ASSIGNMENT:
Would you transcribe the line that holds "Every instance of the rustic", plus every line beneath it through the end of the data, exactly and with nothing added?

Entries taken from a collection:

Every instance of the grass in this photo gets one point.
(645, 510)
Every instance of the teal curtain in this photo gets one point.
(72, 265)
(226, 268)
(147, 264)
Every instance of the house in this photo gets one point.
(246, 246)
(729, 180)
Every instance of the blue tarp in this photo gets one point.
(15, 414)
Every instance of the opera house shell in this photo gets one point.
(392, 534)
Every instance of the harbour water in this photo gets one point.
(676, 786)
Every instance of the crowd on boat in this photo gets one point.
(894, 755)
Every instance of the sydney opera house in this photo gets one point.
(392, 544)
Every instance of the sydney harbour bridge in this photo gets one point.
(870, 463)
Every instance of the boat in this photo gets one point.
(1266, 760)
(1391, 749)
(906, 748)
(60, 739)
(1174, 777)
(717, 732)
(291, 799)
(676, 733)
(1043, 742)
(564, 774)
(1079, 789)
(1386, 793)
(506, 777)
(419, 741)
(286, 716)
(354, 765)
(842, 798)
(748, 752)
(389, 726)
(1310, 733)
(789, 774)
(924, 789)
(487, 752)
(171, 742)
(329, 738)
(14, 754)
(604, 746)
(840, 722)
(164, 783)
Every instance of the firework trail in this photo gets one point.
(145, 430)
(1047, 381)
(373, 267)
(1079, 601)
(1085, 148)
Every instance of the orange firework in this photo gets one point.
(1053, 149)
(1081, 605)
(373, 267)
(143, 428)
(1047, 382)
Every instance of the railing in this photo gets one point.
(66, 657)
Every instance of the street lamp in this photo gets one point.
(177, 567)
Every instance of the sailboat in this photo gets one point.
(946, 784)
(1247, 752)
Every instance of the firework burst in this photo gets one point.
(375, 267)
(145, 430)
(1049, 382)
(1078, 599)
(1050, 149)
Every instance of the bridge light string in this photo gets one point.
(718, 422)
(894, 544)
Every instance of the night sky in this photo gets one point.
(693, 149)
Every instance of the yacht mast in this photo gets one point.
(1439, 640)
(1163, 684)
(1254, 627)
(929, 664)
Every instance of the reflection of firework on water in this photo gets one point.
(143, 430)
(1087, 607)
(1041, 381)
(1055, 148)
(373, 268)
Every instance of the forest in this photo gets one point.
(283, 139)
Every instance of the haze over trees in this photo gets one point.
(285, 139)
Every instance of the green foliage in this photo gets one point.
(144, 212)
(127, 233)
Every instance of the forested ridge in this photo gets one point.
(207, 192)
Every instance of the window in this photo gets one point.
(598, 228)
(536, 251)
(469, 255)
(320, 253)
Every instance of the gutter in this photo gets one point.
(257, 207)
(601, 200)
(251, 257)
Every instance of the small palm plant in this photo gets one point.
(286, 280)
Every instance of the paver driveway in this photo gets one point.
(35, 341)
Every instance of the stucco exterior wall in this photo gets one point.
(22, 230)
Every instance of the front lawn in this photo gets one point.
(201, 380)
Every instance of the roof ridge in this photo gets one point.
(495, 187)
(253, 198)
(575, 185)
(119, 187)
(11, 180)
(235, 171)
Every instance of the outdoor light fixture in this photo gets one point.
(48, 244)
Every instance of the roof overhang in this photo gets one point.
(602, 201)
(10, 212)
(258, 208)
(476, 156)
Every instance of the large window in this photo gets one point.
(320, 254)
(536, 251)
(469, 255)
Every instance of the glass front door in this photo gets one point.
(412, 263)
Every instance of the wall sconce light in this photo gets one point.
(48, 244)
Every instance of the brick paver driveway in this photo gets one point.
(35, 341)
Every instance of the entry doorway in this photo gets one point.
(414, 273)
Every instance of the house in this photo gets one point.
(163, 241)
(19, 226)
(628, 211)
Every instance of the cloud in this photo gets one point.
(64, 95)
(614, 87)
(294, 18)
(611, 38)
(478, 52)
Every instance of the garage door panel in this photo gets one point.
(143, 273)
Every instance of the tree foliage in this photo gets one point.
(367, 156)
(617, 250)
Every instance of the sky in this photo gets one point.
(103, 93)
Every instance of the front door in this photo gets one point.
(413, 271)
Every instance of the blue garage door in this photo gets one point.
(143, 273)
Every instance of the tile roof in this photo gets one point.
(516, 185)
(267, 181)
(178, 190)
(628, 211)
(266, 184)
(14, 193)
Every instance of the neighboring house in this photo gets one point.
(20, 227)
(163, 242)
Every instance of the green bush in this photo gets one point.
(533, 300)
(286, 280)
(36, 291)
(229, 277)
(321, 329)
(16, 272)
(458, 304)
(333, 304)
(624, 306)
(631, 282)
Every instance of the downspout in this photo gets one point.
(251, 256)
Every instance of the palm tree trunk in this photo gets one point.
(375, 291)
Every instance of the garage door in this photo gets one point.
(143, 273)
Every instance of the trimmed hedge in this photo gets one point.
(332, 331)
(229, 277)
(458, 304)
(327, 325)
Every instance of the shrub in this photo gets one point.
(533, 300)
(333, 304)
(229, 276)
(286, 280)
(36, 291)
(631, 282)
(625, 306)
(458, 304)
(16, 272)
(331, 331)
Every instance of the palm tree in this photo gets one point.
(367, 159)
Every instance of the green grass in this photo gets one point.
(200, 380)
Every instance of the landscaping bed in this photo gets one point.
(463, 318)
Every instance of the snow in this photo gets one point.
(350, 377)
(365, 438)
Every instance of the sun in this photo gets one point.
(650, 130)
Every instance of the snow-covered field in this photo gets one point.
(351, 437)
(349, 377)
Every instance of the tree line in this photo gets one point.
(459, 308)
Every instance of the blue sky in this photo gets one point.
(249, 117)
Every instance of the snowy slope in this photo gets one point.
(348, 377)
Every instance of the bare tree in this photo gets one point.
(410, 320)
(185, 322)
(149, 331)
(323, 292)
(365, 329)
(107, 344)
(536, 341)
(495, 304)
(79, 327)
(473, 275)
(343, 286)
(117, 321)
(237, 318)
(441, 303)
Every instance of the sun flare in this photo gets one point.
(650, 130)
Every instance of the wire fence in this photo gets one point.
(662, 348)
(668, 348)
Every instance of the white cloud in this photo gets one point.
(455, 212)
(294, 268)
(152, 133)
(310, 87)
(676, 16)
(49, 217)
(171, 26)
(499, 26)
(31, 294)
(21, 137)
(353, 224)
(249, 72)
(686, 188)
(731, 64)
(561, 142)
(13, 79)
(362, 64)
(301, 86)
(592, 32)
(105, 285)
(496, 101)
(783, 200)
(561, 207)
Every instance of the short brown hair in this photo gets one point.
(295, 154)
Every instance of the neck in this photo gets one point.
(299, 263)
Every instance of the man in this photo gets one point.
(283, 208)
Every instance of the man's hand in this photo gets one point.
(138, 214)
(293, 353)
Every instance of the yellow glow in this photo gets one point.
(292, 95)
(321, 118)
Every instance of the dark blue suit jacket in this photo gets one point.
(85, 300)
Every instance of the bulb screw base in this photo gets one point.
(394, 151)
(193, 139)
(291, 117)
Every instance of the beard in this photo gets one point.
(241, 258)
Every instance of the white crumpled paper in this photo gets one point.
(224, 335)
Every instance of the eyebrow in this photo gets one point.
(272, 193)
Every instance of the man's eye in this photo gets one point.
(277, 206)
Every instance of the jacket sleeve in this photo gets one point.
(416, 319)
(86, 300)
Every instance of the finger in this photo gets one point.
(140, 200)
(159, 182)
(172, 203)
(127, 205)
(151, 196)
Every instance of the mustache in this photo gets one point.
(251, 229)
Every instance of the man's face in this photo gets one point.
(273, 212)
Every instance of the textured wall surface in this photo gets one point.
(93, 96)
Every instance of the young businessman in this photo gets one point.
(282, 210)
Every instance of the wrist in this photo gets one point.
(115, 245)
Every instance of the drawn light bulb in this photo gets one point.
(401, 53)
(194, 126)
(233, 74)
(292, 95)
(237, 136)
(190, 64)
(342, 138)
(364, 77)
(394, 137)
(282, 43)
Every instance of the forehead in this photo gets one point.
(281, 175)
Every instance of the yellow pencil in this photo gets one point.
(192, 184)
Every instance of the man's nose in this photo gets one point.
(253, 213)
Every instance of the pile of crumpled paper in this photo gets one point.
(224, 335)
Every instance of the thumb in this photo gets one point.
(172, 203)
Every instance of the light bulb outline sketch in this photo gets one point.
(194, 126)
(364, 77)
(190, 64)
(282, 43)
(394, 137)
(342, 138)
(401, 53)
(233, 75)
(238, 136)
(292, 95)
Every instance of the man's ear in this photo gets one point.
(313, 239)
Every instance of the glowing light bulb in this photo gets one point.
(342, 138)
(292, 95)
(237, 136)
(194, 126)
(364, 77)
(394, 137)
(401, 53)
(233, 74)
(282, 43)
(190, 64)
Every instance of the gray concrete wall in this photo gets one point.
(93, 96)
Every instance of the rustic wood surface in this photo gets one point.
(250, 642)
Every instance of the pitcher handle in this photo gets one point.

EXERCISE RESULT:
Every instance of the rustic wood surface in this photo gets one point.
(250, 642)
Every instance of the pitcher handle in this photo gets one point.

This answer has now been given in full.